Quote the records below word for word, from the line with "point: tree trunk" through the end of the records, including both ends.

# Start of RECORDS PROVIDED

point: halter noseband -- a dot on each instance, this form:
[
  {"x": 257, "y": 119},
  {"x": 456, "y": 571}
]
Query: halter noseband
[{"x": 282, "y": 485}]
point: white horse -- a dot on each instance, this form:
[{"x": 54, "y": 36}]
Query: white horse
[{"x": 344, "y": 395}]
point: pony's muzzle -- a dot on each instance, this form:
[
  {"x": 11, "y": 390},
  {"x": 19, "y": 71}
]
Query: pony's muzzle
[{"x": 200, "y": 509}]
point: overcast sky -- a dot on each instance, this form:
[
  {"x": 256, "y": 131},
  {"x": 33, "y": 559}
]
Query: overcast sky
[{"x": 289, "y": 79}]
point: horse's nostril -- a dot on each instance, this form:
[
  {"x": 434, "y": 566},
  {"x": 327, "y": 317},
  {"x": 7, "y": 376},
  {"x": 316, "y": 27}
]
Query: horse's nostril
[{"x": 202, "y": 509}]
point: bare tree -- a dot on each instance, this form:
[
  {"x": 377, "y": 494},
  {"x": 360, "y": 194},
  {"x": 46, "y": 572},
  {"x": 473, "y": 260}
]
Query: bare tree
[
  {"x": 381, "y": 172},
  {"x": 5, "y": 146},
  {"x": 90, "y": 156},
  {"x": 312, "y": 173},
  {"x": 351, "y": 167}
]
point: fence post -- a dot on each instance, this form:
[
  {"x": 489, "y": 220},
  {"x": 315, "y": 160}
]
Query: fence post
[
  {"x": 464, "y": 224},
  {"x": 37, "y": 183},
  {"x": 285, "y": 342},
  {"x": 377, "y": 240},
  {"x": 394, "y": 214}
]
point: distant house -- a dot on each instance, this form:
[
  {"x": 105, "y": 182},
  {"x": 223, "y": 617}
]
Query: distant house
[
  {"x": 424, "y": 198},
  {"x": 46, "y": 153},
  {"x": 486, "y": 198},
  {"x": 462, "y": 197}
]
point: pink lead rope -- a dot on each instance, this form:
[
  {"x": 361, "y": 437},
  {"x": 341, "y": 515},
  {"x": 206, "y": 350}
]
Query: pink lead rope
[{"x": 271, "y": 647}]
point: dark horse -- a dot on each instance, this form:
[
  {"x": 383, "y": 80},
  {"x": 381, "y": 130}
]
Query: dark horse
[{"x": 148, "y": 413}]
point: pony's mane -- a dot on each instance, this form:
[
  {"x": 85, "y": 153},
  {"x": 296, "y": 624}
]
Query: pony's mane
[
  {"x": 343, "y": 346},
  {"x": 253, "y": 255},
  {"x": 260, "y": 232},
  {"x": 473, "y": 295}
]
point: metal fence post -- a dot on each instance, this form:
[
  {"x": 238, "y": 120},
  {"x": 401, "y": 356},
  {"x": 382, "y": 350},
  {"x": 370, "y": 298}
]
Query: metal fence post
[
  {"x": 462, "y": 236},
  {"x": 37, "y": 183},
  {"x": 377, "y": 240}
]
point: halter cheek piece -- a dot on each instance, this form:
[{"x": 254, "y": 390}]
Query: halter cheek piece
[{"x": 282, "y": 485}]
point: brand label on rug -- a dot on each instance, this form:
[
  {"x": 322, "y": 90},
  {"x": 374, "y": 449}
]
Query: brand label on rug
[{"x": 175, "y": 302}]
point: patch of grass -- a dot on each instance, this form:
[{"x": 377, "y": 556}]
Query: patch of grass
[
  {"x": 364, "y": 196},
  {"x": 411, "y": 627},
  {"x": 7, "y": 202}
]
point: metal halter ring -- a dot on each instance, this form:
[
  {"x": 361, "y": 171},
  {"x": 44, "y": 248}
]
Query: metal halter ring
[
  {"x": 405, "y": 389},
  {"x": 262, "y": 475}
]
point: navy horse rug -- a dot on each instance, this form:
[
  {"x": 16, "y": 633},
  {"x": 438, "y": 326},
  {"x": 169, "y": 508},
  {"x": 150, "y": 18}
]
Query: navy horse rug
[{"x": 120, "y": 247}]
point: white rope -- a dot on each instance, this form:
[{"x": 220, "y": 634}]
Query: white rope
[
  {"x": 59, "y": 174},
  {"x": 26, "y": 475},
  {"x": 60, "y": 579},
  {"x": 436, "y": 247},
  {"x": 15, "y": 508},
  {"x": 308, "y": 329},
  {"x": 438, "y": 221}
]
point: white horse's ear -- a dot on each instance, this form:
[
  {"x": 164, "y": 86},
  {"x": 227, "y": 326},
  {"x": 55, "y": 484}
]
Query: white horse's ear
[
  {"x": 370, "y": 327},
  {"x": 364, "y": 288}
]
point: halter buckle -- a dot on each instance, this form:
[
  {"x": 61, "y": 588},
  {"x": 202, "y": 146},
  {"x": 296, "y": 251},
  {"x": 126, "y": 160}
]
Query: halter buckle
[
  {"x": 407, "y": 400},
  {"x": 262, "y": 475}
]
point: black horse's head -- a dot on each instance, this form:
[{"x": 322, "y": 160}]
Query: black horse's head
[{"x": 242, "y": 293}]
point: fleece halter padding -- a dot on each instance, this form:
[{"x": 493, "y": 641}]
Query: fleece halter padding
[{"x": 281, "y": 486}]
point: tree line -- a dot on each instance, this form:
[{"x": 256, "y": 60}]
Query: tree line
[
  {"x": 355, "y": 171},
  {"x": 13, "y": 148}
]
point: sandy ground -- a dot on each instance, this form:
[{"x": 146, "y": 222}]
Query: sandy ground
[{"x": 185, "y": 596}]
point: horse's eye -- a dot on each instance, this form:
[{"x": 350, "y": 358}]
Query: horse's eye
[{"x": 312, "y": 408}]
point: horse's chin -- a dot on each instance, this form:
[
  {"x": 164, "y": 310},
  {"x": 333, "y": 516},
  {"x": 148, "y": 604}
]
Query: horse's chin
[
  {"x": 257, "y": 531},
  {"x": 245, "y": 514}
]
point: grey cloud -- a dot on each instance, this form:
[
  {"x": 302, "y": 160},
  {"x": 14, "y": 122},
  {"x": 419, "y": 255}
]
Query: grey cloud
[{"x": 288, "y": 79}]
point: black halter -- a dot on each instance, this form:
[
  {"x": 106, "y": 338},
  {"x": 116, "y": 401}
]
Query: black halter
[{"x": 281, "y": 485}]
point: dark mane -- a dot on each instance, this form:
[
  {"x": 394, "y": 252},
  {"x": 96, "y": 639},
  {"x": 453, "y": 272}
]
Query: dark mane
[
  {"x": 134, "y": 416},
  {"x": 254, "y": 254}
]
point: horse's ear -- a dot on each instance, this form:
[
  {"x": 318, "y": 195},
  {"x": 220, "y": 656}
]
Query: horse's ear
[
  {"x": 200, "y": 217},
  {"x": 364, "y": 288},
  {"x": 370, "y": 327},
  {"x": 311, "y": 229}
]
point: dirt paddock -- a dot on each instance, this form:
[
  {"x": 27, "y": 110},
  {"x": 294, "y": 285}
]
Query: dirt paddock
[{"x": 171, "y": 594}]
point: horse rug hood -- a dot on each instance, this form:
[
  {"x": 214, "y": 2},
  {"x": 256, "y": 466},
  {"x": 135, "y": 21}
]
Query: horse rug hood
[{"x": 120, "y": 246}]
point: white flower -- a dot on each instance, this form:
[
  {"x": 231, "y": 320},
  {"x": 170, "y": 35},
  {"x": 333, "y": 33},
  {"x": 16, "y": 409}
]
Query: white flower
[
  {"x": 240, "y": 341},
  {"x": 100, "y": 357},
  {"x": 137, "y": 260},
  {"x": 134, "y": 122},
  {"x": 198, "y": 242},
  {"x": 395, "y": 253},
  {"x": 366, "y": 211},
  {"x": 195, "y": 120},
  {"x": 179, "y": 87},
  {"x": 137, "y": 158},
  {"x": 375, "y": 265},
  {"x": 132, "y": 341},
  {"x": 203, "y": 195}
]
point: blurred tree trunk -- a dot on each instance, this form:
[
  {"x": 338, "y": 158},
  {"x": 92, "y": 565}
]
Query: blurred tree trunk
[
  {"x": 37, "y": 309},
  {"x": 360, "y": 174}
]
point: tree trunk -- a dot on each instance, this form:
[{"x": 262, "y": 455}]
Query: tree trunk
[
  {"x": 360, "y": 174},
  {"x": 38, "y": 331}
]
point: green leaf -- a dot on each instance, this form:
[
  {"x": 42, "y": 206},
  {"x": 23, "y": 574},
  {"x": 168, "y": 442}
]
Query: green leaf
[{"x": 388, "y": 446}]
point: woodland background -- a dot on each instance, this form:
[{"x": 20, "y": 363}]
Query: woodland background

# End of RECORDS PROVIDED

EXPECTED ANSWER.
point: tree trunk -- a dot on each instance, this form:
[{"x": 262, "y": 455}]
Query: tree trunk
[
  {"x": 360, "y": 174},
  {"x": 38, "y": 331}
]
point: green leaf -- a dot on each instance, this form:
[
  {"x": 42, "y": 206},
  {"x": 23, "y": 574},
  {"x": 168, "y": 442}
]
Query: green leaf
[{"x": 388, "y": 446}]
point: woodland background -- a dot on each instance, this form:
[{"x": 20, "y": 363}]
Query: woodland background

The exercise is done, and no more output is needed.